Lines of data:
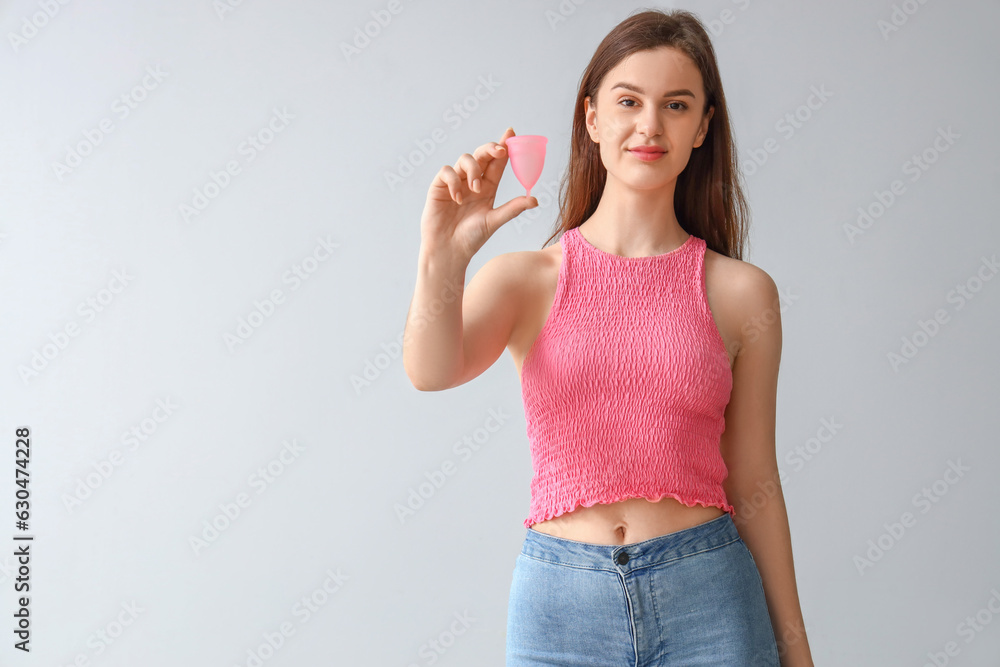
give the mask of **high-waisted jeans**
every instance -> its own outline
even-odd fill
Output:
[[[778,667],[760,573],[732,517],[624,545],[528,528],[507,667],[528,665]]]

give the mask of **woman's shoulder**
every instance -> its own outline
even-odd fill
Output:
[[[778,300],[778,286],[767,271],[710,248],[705,249],[705,276],[709,289],[744,318],[759,315]]]

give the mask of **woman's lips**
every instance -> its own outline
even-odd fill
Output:
[[[641,149],[641,148],[630,148],[629,153],[639,158],[643,162],[652,162],[654,160],[659,160],[661,157],[666,155],[666,152],[659,149]]]

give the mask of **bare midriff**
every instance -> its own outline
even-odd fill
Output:
[[[719,507],[688,507],[669,496],[657,502],[629,498],[617,503],[577,507],[572,512],[532,524],[531,530],[591,544],[635,544],[692,528],[725,513]]]

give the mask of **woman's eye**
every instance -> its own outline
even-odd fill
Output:
[[[631,102],[633,104],[629,104],[629,102]],[[622,98],[622,100],[619,102],[619,104],[624,104],[625,107],[628,108],[628,109],[631,109],[633,107],[634,103],[635,103],[635,100],[633,100],[631,98],[628,98],[628,97]],[[673,105],[675,105],[675,104],[678,105],[678,106],[674,107]],[[684,104],[683,102],[668,102],[667,106],[671,107],[671,111],[680,111],[681,109],[687,109],[687,105]]]

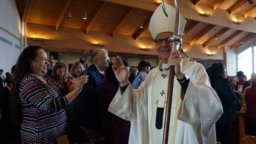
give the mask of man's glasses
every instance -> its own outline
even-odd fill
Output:
[[[104,59],[106,61],[109,61],[110,60],[110,59],[109,58],[109,57],[106,57],[105,58],[102,58],[103,59]]]
[[[159,38],[155,40],[155,42],[157,44],[160,44],[163,43],[164,41],[165,41],[166,42],[168,42],[168,40],[169,39],[169,37],[167,37],[165,38]]]

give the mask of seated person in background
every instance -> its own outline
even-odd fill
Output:
[[[112,68],[120,87],[108,110],[131,123],[129,144],[158,144],[163,142],[165,102],[171,66],[174,67],[168,143],[216,144],[215,123],[222,113],[221,104],[211,87],[203,66],[187,55],[181,47],[171,49],[167,41],[174,30],[175,8],[165,3],[166,17],[160,5],[150,19],[149,30],[161,61],[150,71],[138,89],[129,83],[129,71],[119,56]],[[186,20],[181,17],[182,33]]]
[[[85,76],[78,78],[74,90],[63,96],[65,87],[45,74],[47,59],[41,47],[32,46],[25,49],[18,59],[10,104],[13,119],[21,124],[22,143],[56,143],[56,138],[65,132],[65,109],[88,80]]]
[[[151,66],[148,62],[141,61],[138,65],[139,73],[136,78],[132,83],[132,86],[134,89],[137,89],[146,78],[146,76],[150,71]]]
[[[246,134],[256,136],[256,74],[252,75],[251,87],[246,90],[245,131]]]
[[[79,61],[76,62],[70,68],[72,76],[67,82],[67,86],[69,87],[69,91],[73,90],[74,87],[74,84],[76,81],[78,77],[84,74],[84,66]],[[81,144],[85,142],[85,135],[79,125],[76,123],[75,119],[75,107],[77,101],[77,97],[69,104],[66,109],[67,117],[66,131],[70,144]]]
[[[51,77],[59,84],[65,87],[66,82],[68,80],[66,74],[66,65],[62,62],[58,62],[53,67]]]
[[[236,77],[230,76],[228,77],[228,81],[233,87],[233,90],[236,97],[236,100],[233,103],[236,111],[245,113],[246,108],[245,99],[243,93],[238,91],[236,91],[234,89],[234,87],[236,85]]]
[[[129,76],[129,81],[130,83],[132,83],[133,80],[136,77],[137,74],[138,73],[138,68],[135,66],[132,66],[130,69],[129,72],[130,76]]]
[[[129,68],[127,61],[122,60],[124,66]],[[100,102],[101,112],[102,131],[106,144],[127,144],[130,123],[108,110],[109,104],[117,91],[119,82],[115,78],[111,63],[106,70],[106,80],[100,86]]]
[[[232,122],[237,118],[233,104],[237,98],[233,86],[224,78],[225,71],[222,63],[214,64],[209,72],[211,85],[217,93],[223,110],[223,114],[215,124],[217,141],[221,144],[230,144]]]

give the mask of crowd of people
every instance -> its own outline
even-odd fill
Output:
[[[165,6],[175,17],[175,8]],[[60,138],[70,144],[161,143],[170,67],[169,143],[230,144],[239,110],[247,116],[246,132],[256,136],[256,74],[248,81],[241,71],[227,77],[221,63],[206,70],[181,47],[172,50],[171,19],[161,6],[150,19],[161,59],[152,70],[144,61],[137,68],[118,56],[111,61],[108,51],[98,49],[86,51],[69,71],[41,47],[26,47],[11,73],[4,77],[0,70],[0,143],[56,143]]]

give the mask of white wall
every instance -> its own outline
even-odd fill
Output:
[[[237,61],[236,50],[235,49],[230,49],[230,47],[226,48],[226,51],[227,74],[229,76],[236,75]]]
[[[20,53],[21,21],[14,0],[0,0],[0,69],[11,72]]]

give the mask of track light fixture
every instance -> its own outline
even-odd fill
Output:
[[[84,15],[82,17],[83,19],[87,19],[87,12],[85,12],[84,13]]]
[[[236,24],[239,25],[240,25],[241,24],[242,24],[242,22],[241,22],[239,21],[234,21],[234,23],[235,23],[235,24]]]
[[[71,18],[71,12],[69,12],[67,13],[67,18],[70,19]]]

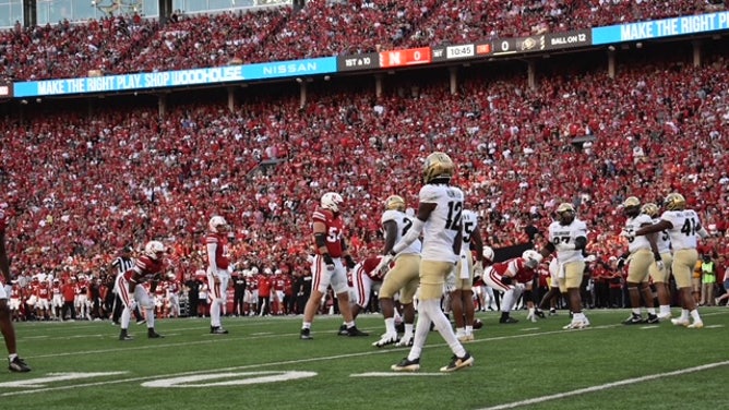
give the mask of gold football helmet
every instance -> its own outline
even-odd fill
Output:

TASK DESCRIPTION: Repeat the data exactly in full, omitting its pictures.

SOLVED PROBLEM:
give the mask of **high-waisted jeans**
every instance -> its own outline
even-odd fill
Output:
[[[778,667],[760,573],[732,517],[624,545],[528,528],[507,667],[528,665]]]

give the mask of **woman's shoulder**
every instance -> its own outline
even-odd fill
Output:
[[[778,300],[778,286],[767,271],[710,248],[705,249],[705,276],[709,289],[744,318],[759,315]]]

give the mask of **woman's lips**
every instance -> its own outline
even-odd fill
Output:
[[[641,149],[641,148],[630,148],[629,153],[639,158],[643,162],[652,162],[654,160],[659,160],[661,157],[666,155],[666,152],[659,149]]]

give the mask of **bare midriff**
every instance -> its own outline
even-odd fill
Output:
[[[719,507],[688,507],[669,496],[657,502],[629,498],[617,503],[577,507],[572,512],[532,524],[531,530],[591,544],[635,544],[692,528],[725,513]]]

give the mask of **woman's eye**
every instance -> its own outline
even-odd fill
Output:
[[[631,102],[633,104],[629,104],[629,102]],[[622,98],[622,100],[619,102],[619,104],[624,104],[625,107],[628,108],[628,109],[631,109],[633,107],[634,103],[635,103],[635,100],[633,100],[631,98],[628,98],[628,97]],[[673,105],[675,105],[675,104],[678,105],[678,106],[674,107]],[[684,104],[683,102],[668,102],[667,106],[671,107],[671,111],[680,111],[681,109],[687,109],[687,105]]]

give the mask of man's glasses
every instance -> its own outline
even-odd fill
Output:
[[[104,59],[106,61],[109,61],[110,60],[110,59],[109,58],[109,57],[106,57],[105,58],[102,58],[103,59]]]
[[[159,38],[155,40],[155,42],[157,44],[160,44],[163,43],[164,41],[165,41],[166,42],[168,42],[168,40],[169,39],[169,37],[167,37],[165,38]]]

give the mask of seated person in background
every instance -> its own outline
even-odd fill
Output:
[[[112,68],[120,87],[108,110],[131,123],[129,144],[158,144],[163,142],[165,102],[171,66],[174,67],[168,143],[216,144],[215,123],[222,113],[221,104],[211,87],[203,66],[187,55],[181,47],[171,49],[167,41],[174,30],[175,8],[165,3],[166,17],[160,5],[150,19],[149,30],[161,61],[150,71],[138,89],[129,83],[129,71],[119,56]],[[186,20],[181,17],[182,33]]]
[[[85,76],[78,78],[74,90],[63,96],[65,87],[45,74],[47,59],[41,47],[32,46],[25,49],[18,59],[10,104],[13,119],[21,124],[22,143],[56,143],[56,138],[65,132],[65,109],[88,80]]]
[[[151,66],[148,62],[141,61],[138,65],[139,73],[136,78],[132,83],[132,86],[134,89],[137,89],[146,78],[146,76],[150,71]]]
[[[246,134],[256,136],[256,74],[252,75],[251,87],[246,90],[245,131]]]
[[[79,61],[76,62],[70,68],[72,76],[67,82],[67,86],[69,87],[69,91],[73,90],[74,87],[74,84],[76,81],[78,77],[84,74],[84,66]],[[81,144],[85,142],[85,135],[79,125],[76,123],[75,119],[75,107],[77,101],[77,97],[69,104],[66,109],[67,117],[66,131],[70,144]]]
[[[51,77],[59,84],[65,87],[66,82],[68,80],[66,74],[66,65],[62,62],[58,62],[53,67]]]
[[[236,77],[230,76],[228,77],[228,81],[233,87],[233,90],[236,97],[236,100],[233,103],[236,111],[245,113],[246,108],[245,99],[243,93],[238,91],[236,91],[234,89],[234,87],[236,85]]]
[[[129,76],[129,81],[130,83],[132,83],[133,80],[136,77],[137,74],[138,73],[138,68],[135,66],[132,66],[130,69],[129,72],[130,76]]]
[[[129,68],[127,61],[122,60],[124,66]],[[100,102],[101,112],[102,131],[106,144],[127,144],[130,123],[108,110],[109,104],[117,91],[119,82],[115,78],[111,63],[106,70],[106,80],[100,86]]]
[[[232,122],[237,118],[233,104],[237,98],[233,86],[224,78],[225,71],[222,63],[214,64],[209,72],[211,85],[217,93],[223,110],[223,114],[215,124],[217,141],[221,144],[230,144]]]

give the mask of crowd of people
every instance -> its own outline
even-odd fill
Output:
[[[165,6],[175,17],[175,8]],[[60,138],[70,144],[161,143],[170,67],[169,143],[230,144],[239,110],[247,116],[246,132],[256,136],[256,74],[248,81],[241,71],[227,77],[221,63],[206,70],[181,47],[172,50],[171,19],[161,6],[150,19],[161,59],[152,70],[144,61],[137,68],[118,56],[111,61],[108,51],[98,49],[86,51],[69,71],[41,47],[26,47],[11,73],[4,77],[0,70],[0,143],[56,143]]]

give the mask of white wall
every instance -> its own outline
even-odd fill
Output:
[[[237,61],[236,50],[235,49],[230,49],[230,47],[226,48],[226,51],[227,74],[229,76],[236,75]]]
[[[20,53],[21,21],[14,0],[0,0],[0,69],[11,72]]]

give the mask of track light fixture
every instance -> its own outline
even-odd fill
Output:
[[[84,15],[82,17],[83,19],[87,19],[87,12],[85,12],[84,13]]]
[[[236,24],[239,25],[240,25],[241,24],[242,24],[242,22],[241,22],[239,21],[234,21],[234,23],[235,23],[235,24]]]
[[[71,18],[71,12],[69,12],[67,13],[67,18],[70,19]]]

give the mask of gold football helmet
every instance -> its own outline
even-odd fill
Output:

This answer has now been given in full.